> Supplied records
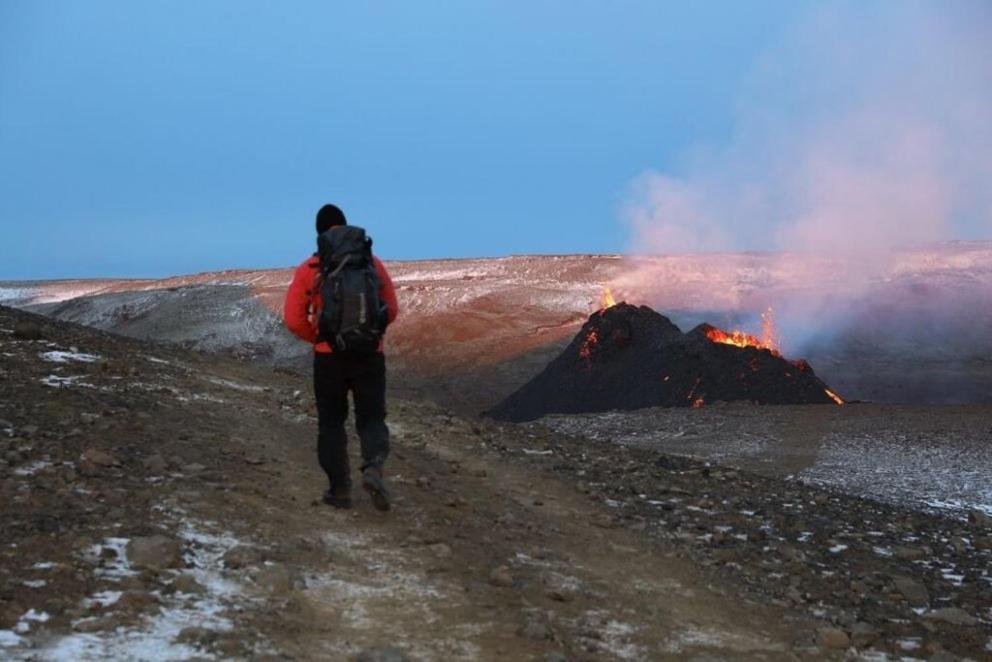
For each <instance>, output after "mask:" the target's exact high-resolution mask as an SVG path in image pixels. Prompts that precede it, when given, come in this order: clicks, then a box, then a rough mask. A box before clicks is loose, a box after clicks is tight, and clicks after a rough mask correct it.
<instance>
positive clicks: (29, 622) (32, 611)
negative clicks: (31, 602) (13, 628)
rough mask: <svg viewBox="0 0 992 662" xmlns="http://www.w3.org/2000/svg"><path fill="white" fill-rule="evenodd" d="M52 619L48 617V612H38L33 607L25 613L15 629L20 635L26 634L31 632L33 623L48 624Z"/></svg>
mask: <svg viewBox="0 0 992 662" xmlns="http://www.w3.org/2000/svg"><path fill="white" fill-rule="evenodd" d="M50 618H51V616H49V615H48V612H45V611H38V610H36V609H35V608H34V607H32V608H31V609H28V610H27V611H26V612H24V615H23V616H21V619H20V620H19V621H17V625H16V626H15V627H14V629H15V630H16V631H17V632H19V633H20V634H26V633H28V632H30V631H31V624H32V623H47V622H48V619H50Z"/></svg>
...
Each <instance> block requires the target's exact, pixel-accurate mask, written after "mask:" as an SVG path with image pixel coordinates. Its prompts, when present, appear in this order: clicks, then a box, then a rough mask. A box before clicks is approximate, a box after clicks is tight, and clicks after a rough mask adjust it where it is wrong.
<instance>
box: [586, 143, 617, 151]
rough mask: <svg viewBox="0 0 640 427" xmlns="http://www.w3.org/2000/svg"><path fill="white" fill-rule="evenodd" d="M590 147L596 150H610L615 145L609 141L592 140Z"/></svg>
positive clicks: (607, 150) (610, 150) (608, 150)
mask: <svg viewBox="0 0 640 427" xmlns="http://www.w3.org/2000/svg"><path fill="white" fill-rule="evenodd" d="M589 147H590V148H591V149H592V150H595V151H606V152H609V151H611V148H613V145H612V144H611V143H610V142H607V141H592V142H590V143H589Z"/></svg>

> What is required
Copy out the records verbatim, starting with the line that contains "For each <instance>, output" and ending with the line that contains "619L48 617V612H38L33 607L25", both lines included.

> Response to this exercise
For each <instance>, output after "mask:" the target's exact high-resolution mask as an SVG path in image pixels. Prompts that precede it, when given, come in this order: clicks, then a box, then a rough mask. A box before clicks is loose, a box after clicks is tight, and clicks after a rough mask correct it.
<instance>
positive clicks: (29, 622) (32, 611)
negative clicks: (31, 602) (13, 628)
rough mask: <svg viewBox="0 0 992 662" xmlns="http://www.w3.org/2000/svg"><path fill="white" fill-rule="evenodd" d="M52 619L48 617V612H38L33 607L25 613L15 629L20 635L26 634L31 632L33 623L48 624Z"/></svg>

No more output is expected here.